■ What this exercise asks:
A – List every cattle capacity figure given in head in the article on the Mort & Co feedlot site search, along with what each one refers to.
B – Write a continuation of the article on the Mort & Co feedlot site search, starting after its last sentence.

begin Page

News

Mort & Co in hunt for new greenfield feedlot development site

Jon Condon November 19, 2020

QUEENSLAND lotfeeder Mort & Co is in an expansionary mood, launching a campaign this morning to unearth a site for a new feedlot to complement existing grainfeeding operations at Grassdale on Queensland’s Darling Downs, and Pinegrove, near Millmerran.

Australia’s largest privately-owned cattle feeding business has launched a search for its next property development target, less than a year after completing a major expansion at its Grassdale site near Dalby, now operating at a capacity of 77,000 head.

In a statement, Mort said that following another strong financial performance in FY20, and in line with its aggressive growth strategy, the business intended to increase operations even further, entering the market for a new property that will be utilised for a greenfield feedlot development and broadacre farming.

“The 2020 year has definitely been challenging, and it continues to present a range of scenarios that we hadn’t considered twelve months ago,” Mort & Co chief executive Stephen O’Brien said.

“While we have found ways to overcome these obstacles, as a business, we remain committed to executing our long-term strategic plan, of which feedlot growth remains a key pillar.”

The last couple of years have demonstrated the company’s appetite for growth with the Grassdale expansion in 2019 yielding a 36pc increase in cattle capacity for the business. Mort is also continued to explore expansion possibilities for its Pinegrove Feedlot at Millmerran, aiming to increase its capacity from 9600hd to 25,000 head.

Additionally, the company is also moving ahead with its Grassdale Fertilisers project, which will provide both compost and a unique granulated fertiliser option to the broadacre and horticultural markets. Given it is a greenfield site, Mort & Co will custom-build its operation from the ground up, in much the same way Grassdale was created.

For its new feedlot development project, Mort has identified an extremely large target area, stretching north as far as south of Emerald in Central Queensland, all the way to northern Victoria (see map). A 30,000 head feedlot will typically use around 100,000 tonnes of feed grain each year.

If the broader plan is fully executed, it would take Mort & Co’s feedlot capacity to around 130,000 head, rivalling JBS Australia as the nation’s largest lotfeeder. Beef Central’s Top 25 Lotfeeders report shows that JBS’s current feedlot capacity in five feedyards is around 150,000 head.

Target criteria

Mort & Co has assembled a set of criteria to help narrow down the search for a new feedlot development site.

end Page
begin Dataset entries

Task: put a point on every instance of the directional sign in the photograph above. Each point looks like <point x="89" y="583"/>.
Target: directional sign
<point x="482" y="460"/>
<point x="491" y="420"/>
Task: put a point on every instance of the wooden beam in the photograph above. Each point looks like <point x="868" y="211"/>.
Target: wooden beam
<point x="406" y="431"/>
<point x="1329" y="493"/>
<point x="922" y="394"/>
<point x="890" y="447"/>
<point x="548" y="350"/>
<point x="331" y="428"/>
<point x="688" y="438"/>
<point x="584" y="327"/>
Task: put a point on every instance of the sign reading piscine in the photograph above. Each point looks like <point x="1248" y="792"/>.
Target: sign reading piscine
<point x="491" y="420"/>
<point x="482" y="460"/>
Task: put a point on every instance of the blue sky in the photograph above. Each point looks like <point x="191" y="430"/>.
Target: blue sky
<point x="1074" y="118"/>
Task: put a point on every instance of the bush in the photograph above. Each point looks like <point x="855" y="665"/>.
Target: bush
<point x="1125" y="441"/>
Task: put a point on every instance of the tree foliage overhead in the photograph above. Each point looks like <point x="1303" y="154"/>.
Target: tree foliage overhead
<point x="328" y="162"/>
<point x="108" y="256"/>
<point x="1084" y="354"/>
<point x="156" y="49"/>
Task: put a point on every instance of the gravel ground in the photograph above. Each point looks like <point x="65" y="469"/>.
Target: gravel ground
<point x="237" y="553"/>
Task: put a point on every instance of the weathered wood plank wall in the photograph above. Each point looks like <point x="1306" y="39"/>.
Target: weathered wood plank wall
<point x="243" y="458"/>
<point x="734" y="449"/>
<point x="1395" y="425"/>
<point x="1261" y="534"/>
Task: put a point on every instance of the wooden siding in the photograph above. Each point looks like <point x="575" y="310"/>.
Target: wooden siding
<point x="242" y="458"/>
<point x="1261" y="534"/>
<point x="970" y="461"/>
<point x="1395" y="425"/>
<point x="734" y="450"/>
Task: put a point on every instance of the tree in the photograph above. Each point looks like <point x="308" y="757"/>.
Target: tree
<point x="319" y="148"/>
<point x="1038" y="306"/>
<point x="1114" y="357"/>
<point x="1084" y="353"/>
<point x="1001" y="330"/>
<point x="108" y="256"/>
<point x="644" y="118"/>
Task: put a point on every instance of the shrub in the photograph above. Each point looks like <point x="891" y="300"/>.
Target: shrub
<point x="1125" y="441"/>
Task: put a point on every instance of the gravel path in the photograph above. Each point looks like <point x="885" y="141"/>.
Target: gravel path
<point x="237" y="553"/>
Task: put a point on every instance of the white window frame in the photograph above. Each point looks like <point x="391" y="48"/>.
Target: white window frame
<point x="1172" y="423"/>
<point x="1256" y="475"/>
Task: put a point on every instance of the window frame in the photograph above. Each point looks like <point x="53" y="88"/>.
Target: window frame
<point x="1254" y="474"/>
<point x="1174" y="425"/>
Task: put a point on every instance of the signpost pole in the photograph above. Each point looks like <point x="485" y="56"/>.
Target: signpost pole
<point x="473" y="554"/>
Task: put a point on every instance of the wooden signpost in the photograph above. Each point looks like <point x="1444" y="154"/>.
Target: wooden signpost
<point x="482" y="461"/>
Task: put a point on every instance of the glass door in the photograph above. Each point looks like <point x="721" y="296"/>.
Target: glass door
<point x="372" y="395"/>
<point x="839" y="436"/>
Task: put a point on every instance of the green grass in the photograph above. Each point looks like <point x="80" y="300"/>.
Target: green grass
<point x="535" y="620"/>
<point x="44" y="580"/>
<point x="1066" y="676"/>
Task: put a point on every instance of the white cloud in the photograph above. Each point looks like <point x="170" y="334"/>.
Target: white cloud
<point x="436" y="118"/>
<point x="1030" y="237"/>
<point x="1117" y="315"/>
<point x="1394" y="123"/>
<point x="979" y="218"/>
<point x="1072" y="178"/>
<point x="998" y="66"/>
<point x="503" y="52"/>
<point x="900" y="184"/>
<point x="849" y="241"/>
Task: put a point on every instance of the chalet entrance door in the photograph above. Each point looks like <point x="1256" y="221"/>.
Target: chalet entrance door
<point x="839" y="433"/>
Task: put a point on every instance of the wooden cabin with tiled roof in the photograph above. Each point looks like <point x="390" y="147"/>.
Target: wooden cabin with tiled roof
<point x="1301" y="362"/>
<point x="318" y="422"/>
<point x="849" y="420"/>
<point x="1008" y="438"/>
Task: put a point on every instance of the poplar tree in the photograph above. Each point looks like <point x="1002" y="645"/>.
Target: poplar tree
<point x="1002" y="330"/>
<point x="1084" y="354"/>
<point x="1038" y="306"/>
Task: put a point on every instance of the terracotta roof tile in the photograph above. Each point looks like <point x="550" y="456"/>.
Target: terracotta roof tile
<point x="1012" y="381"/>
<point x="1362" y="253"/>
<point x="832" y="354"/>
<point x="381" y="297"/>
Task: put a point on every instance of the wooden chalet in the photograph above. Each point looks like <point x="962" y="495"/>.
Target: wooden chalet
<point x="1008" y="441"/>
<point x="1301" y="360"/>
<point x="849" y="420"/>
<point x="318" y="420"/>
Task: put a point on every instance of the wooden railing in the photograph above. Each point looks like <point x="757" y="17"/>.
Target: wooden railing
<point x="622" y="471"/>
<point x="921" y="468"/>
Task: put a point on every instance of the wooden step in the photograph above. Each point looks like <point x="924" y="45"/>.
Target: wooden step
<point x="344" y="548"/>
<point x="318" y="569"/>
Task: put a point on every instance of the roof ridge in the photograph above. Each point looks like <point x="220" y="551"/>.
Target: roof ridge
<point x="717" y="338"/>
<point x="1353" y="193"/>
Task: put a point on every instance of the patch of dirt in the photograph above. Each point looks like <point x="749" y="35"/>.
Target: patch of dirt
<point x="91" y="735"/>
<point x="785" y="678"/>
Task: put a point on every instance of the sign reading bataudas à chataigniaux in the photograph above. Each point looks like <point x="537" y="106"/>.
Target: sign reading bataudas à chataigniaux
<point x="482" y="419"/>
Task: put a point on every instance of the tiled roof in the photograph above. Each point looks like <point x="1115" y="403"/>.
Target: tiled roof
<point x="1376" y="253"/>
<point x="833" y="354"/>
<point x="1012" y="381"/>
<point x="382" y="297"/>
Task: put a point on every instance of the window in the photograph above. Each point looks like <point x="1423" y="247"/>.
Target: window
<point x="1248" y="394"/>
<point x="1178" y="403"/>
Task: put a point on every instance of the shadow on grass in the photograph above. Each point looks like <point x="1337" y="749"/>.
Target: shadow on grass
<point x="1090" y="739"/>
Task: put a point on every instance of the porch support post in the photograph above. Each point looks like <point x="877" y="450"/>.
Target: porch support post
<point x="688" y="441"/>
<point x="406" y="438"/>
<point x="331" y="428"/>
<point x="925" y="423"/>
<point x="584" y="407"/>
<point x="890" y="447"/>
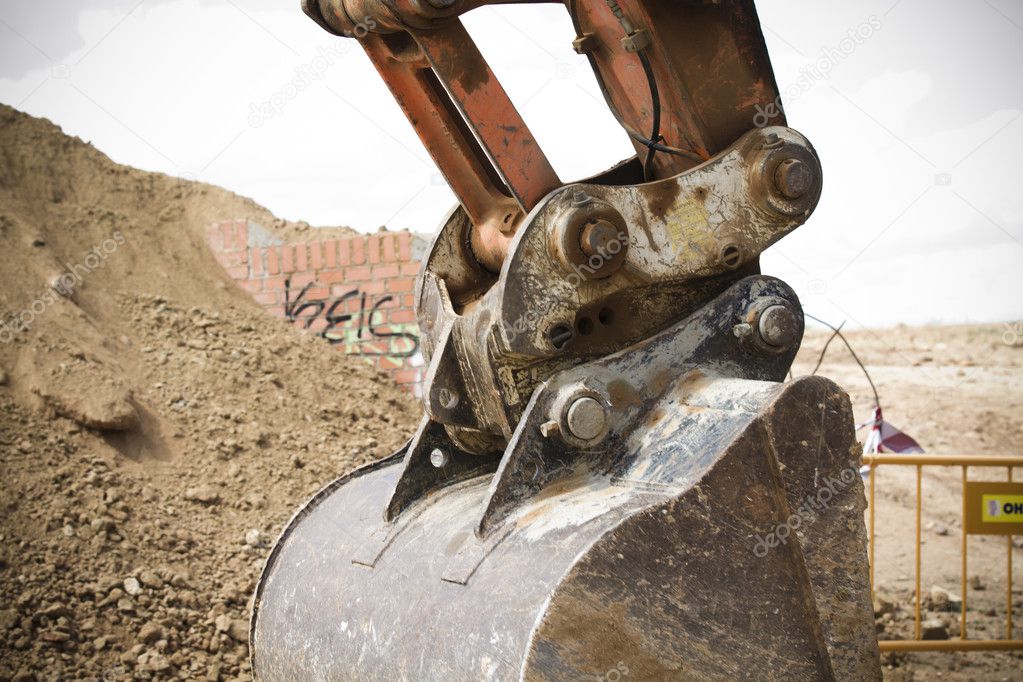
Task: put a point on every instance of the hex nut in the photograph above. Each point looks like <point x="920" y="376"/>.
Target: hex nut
<point x="586" y="418"/>
<point x="777" y="326"/>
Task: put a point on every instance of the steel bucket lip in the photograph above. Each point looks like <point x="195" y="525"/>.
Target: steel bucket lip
<point x="304" y="510"/>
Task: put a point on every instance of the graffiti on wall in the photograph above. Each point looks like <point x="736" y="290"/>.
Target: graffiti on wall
<point x="358" y="331"/>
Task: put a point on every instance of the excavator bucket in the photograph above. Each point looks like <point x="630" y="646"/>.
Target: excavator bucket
<point x="612" y="479"/>
<point x="722" y="538"/>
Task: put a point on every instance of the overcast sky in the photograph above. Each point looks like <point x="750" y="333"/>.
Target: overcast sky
<point x="918" y="125"/>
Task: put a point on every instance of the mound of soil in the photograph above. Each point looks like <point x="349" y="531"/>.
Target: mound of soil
<point x="157" y="427"/>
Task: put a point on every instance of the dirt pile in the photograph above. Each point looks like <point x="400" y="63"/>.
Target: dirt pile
<point x="157" y="428"/>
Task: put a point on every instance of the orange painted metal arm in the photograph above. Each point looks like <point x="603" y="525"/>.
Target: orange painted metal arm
<point x="487" y="108"/>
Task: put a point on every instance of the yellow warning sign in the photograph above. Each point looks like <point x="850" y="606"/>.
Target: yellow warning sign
<point x="1002" y="508"/>
<point x="994" y="508"/>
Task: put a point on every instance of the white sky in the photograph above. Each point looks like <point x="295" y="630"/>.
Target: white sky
<point x="919" y="127"/>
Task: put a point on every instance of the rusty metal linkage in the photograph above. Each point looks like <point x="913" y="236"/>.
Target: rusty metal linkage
<point x="607" y="436"/>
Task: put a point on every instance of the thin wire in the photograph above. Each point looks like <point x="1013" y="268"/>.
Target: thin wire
<point x="825" y="349"/>
<point x="877" y="400"/>
<point x="650" y="144"/>
<point x="655" y="98"/>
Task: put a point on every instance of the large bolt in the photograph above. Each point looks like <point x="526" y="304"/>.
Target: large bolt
<point x="439" y="458"/>
<point x="597" y="237"/>
<point x="793" y="178"/>
<point x="779" y="326"/>
<point x="586" y="418"/>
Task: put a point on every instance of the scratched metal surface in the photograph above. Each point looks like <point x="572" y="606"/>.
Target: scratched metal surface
<point x="653" y="569"/>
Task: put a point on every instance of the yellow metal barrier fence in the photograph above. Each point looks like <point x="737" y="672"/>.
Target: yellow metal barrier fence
<point x="965" y="462"/>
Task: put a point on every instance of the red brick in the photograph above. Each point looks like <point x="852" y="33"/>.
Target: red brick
<point x="399" y="285"/>
<point x="385" y="271"/>
<point x="330" y="254"/>
<point x="300" y="279"/>
<point x="286" y="259"/>
<point x="404" y="246"/>
<point x="373" y="288"/>
<point x="237" y="271"/>
<point x="215" y="237"/>
<point x="358" y="251"/>
<point x="252" y="285"/>
<point x="332" y="277"/>
<point x="401" y="316"/>
<point x="274" y="283"/>
<point x="374" y="348"/>
<point x="373" y="248"/>
<point x="316" y="293"/>
<point x="357" y="274"/>
<point x="229" y="259"/>
<point x="338" y="290"/>
<point x="256" y="262"/>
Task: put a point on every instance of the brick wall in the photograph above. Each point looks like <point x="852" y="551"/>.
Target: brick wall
<point x="355" y="292"/>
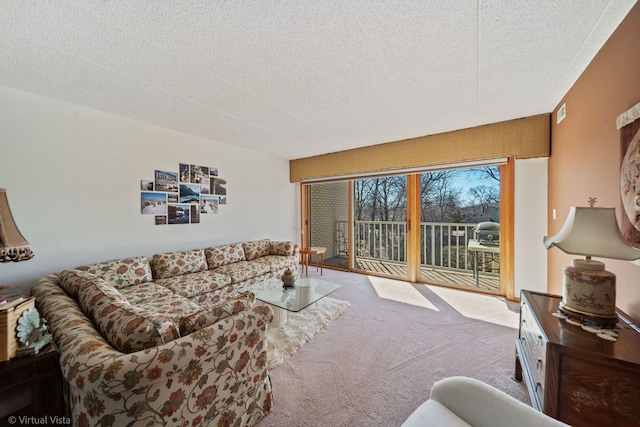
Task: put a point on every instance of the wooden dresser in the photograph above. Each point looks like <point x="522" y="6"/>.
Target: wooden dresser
<point x="574" y="375"/>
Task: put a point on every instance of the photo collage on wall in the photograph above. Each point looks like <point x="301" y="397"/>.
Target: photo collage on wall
<point x="182" y="197"/>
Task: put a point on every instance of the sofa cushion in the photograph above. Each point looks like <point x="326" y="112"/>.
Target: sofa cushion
<point x="144" y="292"/>
<point x="243" y="270"/>
<point x="191" y="285"/>
<point x="256" y="249"/>
<point x="279" y="263"/>
<point x="208" y="316"/>
<point x="222" y="255"/>
<point x="171" y="264"/>
<point x="126" y="327"/>
<point x="282" y="248"/>
<point x="120" y="273"/>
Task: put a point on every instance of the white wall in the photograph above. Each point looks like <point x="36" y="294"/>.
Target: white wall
<point x="530" y="225"/>
<point x="73" y="176"/>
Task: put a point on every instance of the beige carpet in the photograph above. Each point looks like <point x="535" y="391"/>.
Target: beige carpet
<point x="376" y="364"/>
<point x="285" y="339"/>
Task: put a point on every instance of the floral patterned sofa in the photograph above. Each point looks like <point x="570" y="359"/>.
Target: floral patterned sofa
<point x="172" y="341"/>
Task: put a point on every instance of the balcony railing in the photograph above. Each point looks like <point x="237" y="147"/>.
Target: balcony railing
<point x="442" y="245"/>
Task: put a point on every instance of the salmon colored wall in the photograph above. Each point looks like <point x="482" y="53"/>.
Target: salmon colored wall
<point x="585" y="150"/>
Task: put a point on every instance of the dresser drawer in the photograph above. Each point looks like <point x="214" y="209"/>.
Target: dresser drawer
<point x="534" y="346"/>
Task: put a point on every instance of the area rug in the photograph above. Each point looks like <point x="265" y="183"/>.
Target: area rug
<point x="284" y="340"/>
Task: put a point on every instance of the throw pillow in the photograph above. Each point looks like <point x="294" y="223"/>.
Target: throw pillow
<point x="282" y="248"/>
<point x="223" y="255"/>
<point x="177" y="263"/>
<point x="121" y="272"/>
<point x="256" y="249"/>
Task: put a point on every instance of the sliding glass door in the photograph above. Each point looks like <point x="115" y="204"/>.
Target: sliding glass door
<point x="459" y="227"/>
<point x="440" y="226"/>
<point x="380" y="225"/>
<point x="328" y="221"/>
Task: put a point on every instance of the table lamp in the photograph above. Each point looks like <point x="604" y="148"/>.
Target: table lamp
<point x="13" y="246"/>
<point x="588" y="290"/>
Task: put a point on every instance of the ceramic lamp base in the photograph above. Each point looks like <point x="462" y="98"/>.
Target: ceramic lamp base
<point x="589" y="293"/>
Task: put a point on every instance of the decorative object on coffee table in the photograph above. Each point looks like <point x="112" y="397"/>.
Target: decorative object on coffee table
<point x="288" y="279"/>
<point x="32" y="332"/>
<point x="589" y="291"/>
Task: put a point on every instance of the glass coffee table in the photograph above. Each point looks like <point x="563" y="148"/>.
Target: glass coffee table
<point x="305" y="292"/>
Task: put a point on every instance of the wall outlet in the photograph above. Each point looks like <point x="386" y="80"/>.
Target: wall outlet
<point x="562" y="113"/>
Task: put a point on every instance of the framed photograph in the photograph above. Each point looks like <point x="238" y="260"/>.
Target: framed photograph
<point x="183" y="197"/>
<point x="189" y="193"/>
<point x="166" y="181"/>
<point x="199" y="174"/>
<point x="185" y="173"/>
<point x="195" y="214"/>
<point x="209" y="204"/>
<point x="178" y="213"/>
<point x="218" y="186"/>
<point x="153" y="203"/>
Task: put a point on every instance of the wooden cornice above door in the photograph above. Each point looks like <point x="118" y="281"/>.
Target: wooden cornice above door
<point x="524" y="138"/>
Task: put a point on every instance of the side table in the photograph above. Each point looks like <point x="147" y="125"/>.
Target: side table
<point x="32" y="386"/>
<point x="307" y="252"/>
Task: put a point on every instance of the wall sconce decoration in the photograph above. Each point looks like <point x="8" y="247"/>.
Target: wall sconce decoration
<point x="13" y="245"/>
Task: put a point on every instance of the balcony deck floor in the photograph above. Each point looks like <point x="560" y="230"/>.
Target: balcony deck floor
<point x="427" y="274"/>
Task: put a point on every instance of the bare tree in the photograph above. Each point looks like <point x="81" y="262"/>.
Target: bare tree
<point x="485" y="198"/>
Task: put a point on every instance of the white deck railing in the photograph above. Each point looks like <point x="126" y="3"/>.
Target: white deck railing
<point x="442" y="245"/>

end Dataset entries

■ Results in order:
A –
- 77,000 head: the current capacity of the Grassdale site near Dalby
- 9600 head: the current capacity of the Pinegrove Feedlot at Millmerran
- 25,000 head: the capacity Mort hopes to reach at Pinegrove
- 30,000 head: the size of a typical feedlot that uses about 100,000 tonnes of feed grain a year
- 130,000 head: Mort & Co's total feedlot capacity if the broader plan is fully carried out
- 150,000 head: JBS Australia's current capacity across five feedyards

B –
These include:

  • A significant parcel of land of at least 3000ha in size, that must be up for genuine sale
  • Secure ground water entitlement with a minimum of 1000ML allocation
  • Onsite clay/gravel deposits/resources
  • Existing three-phase power or nearby access to it
  • Close proximity to key transport corridors with heavy vehicle access
  • Within 40km of a regional centre
  • An existing mix of land types including cultivable land suitable for cropping and irrigation, and ridge country for feedlot development.

Mort & Co’s general manager of feedlots and farms, Scott Braund, said the business had a good understanding of what the ‘ideal property’ looked like.

“Our business has been built on the back of our expertise in lotfeeding beef cattle. We have purchased pre-existing sites, incorporating our own systems, as well as having built feedlots from greenfield, achieving solid success using both methods,” he said.

“Based on these experiences, we now can be quite prescriptive about what it is we need from a property to be able to run an effective operation.”

Big impacts on regional economies

Mr Braund noted the flow-on effects such developments have in regional areas.

“While projects such as these deliver benefits for our business, they simultaneously produce positive outcomes for the immediate and surrounding communities where they are undertaken,” he said.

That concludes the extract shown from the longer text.